Offensive depth and some key defensive plays will provide the Astros with the edge, but it may be closer than many think. Gerrit Cole will pitch in Games 1, 5 and make an appearance in Game 7 and take MVP honors.
Astros in seven.
This series will be different than the previous ones the Astros have been involved in because of one major facet: Starting pitching.
The Astros have faced two teams with stacked bullpens in the Rays and Yankees. Now, they’ll face a staff that’s had every starting pitcher in the postseason last at least five innings. In six of the Nats’ nine playoff games, their starter has gone six or more innings. In some ways, the Nats’ strength could be advantage Astros.
As Hatter pointed out, the Astros offense wasn’t on full display in the ALCS. After Game 5, we talked about the Astros hitting around .100 with runners and scoring position for the series and sub-.200 as a team overall. I wondered aloud “How are the Astros not eliminated,” yet in control of the ALCS three games to two?
What I’m trying to say is I think the Astros’ offensive approach is predicated upon making pitchers work. This is a patient ballclub, as demonstrated by the lowest strikeout rate and highest walk rate in the game this year. Facing guys like Scherzer, Strasburg, Corbin, and Sanchez isn’t a dream matchup for Astros’ hitters, just like stepping into the box against Cole, Verlander, and Greinke isn’t for Washington. But the opportunity to see a guy three times in a single game plays into Houston’s favor. It’s best suited to their approach, which is to make the pitcher labor through the lineup.
I’m not predicting the Astros’ offense will suddenly explode with blowout victories—-the Nats’ starters are too good for that—but I do think Houston is better equipped to produce with runners in scoring position.

**WHAT IS REQUIRED:**
Please pull out the part of the Astros series preview starting with "I’m not predicting" and going on through "in scoring position.", word for word. The lines that come next are separate material, unrelated to the passage above.

**ENTRIES PROVIDED:**
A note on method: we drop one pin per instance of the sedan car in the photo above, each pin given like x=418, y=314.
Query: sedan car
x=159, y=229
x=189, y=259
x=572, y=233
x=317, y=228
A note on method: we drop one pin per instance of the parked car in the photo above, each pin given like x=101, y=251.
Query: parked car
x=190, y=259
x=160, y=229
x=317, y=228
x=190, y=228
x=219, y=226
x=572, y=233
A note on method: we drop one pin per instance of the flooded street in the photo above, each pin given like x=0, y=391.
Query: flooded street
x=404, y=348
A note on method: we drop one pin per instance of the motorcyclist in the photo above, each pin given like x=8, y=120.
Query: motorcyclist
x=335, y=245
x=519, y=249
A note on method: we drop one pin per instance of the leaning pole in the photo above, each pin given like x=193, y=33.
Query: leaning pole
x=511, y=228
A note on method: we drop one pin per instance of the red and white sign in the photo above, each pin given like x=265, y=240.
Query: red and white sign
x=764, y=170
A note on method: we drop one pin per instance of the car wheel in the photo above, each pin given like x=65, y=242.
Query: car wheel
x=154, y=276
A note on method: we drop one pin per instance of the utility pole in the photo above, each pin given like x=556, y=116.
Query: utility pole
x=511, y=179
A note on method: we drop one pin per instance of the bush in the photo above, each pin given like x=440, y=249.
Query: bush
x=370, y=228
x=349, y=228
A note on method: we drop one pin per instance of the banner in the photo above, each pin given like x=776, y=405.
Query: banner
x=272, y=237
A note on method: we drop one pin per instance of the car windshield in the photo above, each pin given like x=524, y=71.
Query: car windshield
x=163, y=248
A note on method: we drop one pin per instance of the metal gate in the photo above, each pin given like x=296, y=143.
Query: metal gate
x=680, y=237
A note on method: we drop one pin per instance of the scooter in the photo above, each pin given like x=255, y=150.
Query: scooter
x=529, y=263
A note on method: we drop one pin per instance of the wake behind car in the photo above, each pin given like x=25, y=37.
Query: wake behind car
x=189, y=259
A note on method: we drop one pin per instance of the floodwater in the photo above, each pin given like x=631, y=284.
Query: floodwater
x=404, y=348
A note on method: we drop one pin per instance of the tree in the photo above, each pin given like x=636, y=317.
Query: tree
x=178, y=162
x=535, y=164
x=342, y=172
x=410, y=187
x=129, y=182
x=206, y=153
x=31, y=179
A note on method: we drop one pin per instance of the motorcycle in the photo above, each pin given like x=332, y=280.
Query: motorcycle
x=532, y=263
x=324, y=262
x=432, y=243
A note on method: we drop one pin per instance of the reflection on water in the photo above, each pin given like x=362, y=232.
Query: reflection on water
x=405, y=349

**SOLUTION:**
I’m not predicting the Astros’ offense will suddenly explode with blowout victories—-the Nats’ starters are too good for that—but I do think Houston is better equipped to produce with runners in scoring position.